Next week, Floridians have a chance to engage in a uniquely democratic act — and not just by casting a ballot in Tuesday’s election. In Florida, they can do something more — they can vote for voting.
Thanks to a movement led by affected citizens, Floridians will vote on Amendment 4 — the Voting Restoration Amendment. If it passes, Amendment 4 will restore the eligibility to vote to 1.4 million Floridians with felony convictions in their past, who are currently barred for life from voting. This amendment, and what it means for democracy, should have particular significance for the Latino community — but perhaps not for the reasons you may think.
It’s tempting to think about Amendment 4 in partisan terms. These days, commentators are quick to speculate on whether voting laws will benefit Democrats or Republicans. But Latino voters are not monolithic — especially not in Florida, where 6 in ten registered Latino voters are Republican or unaffiliated. It’s difficult to say what effect Amendment 4 might have on party politics in the Latino community.

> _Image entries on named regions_

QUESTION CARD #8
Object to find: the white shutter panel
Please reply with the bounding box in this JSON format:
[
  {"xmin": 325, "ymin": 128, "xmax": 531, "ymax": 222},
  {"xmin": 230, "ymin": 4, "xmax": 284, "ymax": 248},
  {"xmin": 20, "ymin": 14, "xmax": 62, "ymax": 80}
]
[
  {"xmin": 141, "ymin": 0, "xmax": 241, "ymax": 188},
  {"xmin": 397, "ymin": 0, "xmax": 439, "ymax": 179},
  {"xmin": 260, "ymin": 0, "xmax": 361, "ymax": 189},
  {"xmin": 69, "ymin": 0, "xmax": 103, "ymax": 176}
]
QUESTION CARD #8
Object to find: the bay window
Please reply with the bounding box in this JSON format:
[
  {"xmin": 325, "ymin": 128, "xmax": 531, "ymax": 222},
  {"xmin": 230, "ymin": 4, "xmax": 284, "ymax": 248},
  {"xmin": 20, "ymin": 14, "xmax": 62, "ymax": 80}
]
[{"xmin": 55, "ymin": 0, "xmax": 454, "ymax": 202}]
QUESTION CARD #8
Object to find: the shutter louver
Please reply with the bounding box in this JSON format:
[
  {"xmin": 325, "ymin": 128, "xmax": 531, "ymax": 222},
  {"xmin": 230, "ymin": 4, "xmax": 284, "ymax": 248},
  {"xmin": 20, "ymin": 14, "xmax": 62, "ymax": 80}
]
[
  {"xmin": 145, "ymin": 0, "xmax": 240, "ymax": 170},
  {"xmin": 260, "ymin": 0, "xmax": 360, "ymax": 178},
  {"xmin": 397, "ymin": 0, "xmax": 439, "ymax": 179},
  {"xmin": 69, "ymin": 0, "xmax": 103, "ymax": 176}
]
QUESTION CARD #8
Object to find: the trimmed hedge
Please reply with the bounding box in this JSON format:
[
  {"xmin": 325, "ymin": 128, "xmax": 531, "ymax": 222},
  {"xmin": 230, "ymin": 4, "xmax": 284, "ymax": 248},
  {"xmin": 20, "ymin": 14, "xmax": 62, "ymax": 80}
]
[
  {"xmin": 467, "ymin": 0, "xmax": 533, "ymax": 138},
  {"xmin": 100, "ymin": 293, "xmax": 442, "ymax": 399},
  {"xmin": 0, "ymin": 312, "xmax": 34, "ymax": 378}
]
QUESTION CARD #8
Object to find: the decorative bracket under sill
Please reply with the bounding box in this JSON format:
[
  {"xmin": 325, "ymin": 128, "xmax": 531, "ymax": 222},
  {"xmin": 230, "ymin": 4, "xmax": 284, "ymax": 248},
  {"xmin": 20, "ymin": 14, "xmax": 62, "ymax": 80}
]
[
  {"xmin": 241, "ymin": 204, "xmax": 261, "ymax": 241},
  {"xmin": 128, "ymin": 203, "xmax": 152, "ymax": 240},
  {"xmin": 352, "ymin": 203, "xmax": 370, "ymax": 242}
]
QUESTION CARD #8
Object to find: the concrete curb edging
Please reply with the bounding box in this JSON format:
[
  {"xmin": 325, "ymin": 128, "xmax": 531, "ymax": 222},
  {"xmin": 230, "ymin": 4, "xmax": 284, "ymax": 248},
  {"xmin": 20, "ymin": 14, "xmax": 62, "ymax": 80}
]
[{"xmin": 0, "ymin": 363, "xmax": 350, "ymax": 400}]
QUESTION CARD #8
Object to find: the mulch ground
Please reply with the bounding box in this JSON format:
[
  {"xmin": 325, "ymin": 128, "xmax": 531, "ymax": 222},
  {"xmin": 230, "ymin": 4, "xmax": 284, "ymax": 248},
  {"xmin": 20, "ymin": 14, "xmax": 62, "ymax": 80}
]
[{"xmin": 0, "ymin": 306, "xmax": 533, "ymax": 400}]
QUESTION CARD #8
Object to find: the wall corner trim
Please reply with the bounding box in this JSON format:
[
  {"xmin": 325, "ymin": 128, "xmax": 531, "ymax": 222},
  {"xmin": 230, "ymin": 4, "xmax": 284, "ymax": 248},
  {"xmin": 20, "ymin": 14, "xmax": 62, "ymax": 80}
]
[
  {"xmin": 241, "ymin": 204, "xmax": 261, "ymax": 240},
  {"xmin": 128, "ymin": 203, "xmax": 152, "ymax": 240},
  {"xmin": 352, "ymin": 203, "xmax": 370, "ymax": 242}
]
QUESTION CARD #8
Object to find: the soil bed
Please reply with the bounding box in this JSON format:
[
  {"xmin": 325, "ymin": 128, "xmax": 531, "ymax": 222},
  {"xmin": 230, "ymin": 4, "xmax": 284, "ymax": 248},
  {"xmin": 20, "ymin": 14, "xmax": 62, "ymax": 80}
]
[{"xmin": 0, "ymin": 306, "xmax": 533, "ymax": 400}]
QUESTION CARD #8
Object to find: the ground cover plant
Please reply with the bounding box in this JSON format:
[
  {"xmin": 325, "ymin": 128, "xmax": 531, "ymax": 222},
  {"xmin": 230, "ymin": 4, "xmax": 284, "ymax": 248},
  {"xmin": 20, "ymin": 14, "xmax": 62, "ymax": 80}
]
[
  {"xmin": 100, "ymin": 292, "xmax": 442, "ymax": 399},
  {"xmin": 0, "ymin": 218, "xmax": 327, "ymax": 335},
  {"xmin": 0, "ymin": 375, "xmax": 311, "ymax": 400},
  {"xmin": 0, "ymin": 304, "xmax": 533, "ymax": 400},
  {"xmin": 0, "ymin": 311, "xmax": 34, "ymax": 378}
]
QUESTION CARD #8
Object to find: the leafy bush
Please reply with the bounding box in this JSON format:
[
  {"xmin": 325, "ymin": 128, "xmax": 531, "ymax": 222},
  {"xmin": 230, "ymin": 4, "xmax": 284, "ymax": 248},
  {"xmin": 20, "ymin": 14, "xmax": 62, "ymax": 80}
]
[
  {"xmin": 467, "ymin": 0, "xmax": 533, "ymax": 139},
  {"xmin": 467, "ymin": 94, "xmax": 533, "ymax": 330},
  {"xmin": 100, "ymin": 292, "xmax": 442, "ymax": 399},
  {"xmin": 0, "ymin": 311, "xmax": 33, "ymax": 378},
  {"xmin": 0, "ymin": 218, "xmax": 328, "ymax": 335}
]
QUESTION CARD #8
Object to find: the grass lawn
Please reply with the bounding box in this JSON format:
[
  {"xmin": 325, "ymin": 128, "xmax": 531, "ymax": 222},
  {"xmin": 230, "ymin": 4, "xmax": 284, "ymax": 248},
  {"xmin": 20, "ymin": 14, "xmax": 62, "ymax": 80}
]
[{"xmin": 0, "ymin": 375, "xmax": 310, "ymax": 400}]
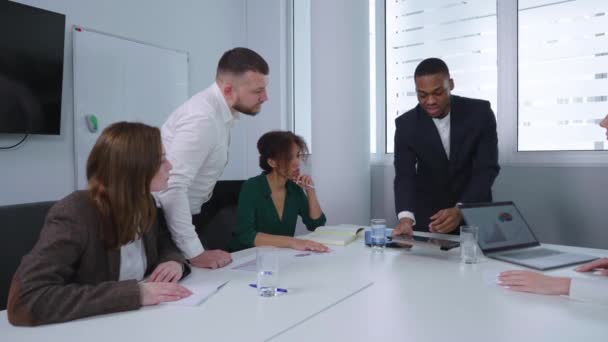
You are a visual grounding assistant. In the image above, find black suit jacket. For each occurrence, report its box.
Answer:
[394,95,500,231]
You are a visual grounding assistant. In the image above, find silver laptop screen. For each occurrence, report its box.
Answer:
[460,204,537,251]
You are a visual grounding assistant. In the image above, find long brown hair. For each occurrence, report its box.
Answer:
[87,122,162,249]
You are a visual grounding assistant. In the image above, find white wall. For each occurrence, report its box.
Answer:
[311,0,370,224]
[0,0,248,205]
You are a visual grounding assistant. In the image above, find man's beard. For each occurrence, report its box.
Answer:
[232,103,261,116]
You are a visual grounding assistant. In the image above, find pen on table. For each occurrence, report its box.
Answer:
[249,284,287,293]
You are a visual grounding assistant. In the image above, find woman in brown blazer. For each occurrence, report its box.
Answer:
[8,122,191,325]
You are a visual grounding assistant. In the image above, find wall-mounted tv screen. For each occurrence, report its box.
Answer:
[0,0,65,134]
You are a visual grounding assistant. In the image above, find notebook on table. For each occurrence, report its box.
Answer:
[459,202,597,271]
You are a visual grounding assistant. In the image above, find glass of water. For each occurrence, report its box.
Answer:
[256,247,279,297]
[371,219,386,252]
[460,226,479,264]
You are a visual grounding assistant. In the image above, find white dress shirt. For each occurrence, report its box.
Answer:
[118,238,148,281]
[570,276,608,305]
[397,113,450,223]
[157,82,239,259]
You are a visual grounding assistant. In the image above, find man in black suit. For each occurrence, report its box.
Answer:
[393,58,500,235]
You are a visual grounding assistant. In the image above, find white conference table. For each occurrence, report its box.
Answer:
[0,234,608,342]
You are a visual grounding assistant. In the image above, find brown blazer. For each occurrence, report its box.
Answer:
[8,191,190,325]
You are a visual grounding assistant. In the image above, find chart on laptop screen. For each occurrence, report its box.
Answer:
[461,204,536,250]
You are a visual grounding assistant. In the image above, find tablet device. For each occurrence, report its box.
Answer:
[365,230,412,248]
[389,233,460,251]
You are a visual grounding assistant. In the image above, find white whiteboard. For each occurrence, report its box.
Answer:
[72,26,188,189]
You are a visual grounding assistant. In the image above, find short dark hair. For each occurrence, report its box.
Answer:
[258,131,308,173]
[217,47,268,76]
[414,58,450,78]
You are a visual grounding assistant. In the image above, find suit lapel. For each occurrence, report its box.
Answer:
[418,107,451,162]
[450,96,466,161]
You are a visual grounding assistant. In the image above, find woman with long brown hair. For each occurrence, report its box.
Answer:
[8,122,191,325]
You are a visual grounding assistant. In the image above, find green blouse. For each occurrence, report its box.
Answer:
[230,173,326,251]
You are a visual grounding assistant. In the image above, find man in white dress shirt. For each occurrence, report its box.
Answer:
[158,48,269,268]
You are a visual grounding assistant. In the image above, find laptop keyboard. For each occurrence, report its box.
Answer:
[501,248,563,260]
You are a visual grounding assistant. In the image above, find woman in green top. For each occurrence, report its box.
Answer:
[230,131,328,252]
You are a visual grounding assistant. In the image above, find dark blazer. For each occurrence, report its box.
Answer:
[8,191,190,325]
[394,95,500,231]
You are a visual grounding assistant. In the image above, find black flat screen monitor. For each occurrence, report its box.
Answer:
[0,0,65,135]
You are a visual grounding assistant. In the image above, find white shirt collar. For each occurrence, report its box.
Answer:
[212,82,241,125]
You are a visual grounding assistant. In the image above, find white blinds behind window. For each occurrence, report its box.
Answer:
[517,0,608,151]
[385,0,497,153]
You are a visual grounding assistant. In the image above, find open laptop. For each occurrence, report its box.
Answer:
[459,202,597,271]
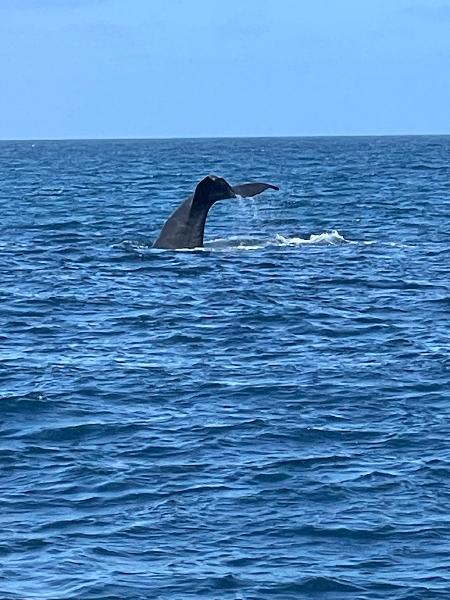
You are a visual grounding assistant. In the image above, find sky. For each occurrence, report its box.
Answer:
[0,0,450,139]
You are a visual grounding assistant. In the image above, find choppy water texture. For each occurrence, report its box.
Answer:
[0,137,450,600]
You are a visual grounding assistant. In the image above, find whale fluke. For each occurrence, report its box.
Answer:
[153,175,279,250]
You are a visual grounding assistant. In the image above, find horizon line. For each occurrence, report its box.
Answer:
[0,133,450,143]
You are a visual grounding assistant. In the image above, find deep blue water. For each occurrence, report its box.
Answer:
[0,137,450,600]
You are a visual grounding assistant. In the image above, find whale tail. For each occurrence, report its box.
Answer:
[233,182,280,198]
[153,175,279,249]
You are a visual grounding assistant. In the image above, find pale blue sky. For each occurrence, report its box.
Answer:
[0,0,450,139]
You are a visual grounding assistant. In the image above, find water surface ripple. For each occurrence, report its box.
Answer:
[0,137,450,600]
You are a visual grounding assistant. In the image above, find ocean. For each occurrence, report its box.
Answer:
[0,136,450,600]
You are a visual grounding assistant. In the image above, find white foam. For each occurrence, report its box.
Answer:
[276,229,356,246]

> _Objectives_
(A) In the text on Florida's Amendment 4, why is it difficult to say what effect the amendment might have on party politics in the Latino community? Answer in one to three sentences.
(B) Carry on the text about Florida's Amendment 4, picking up after its final sentence.

> _Answers to the exercises_
(A) Latino voters are not monolithic, especially in Florida, where 6 in ten registered Latino voters are Republican or unaffiliated. Because of that, the amendment's partisan effect on the Latino community is hard to predict.

(B)
It is also natural to question the racial implications of tying voting to the criminal justice system. And, to be sure, research shows disparities in how Latinos fare in Florida’s system. But that’s a complicated story as well, both because of the racial diversity of the Latino population and because for many years, Latinos were simply not counted in criminal justice data. As far as Florida and many other states were concerned, people in prison were either white or black, making it almost impossible to tell how many of the 1.4 million people that will be impacted by Amendment 4 are Latino.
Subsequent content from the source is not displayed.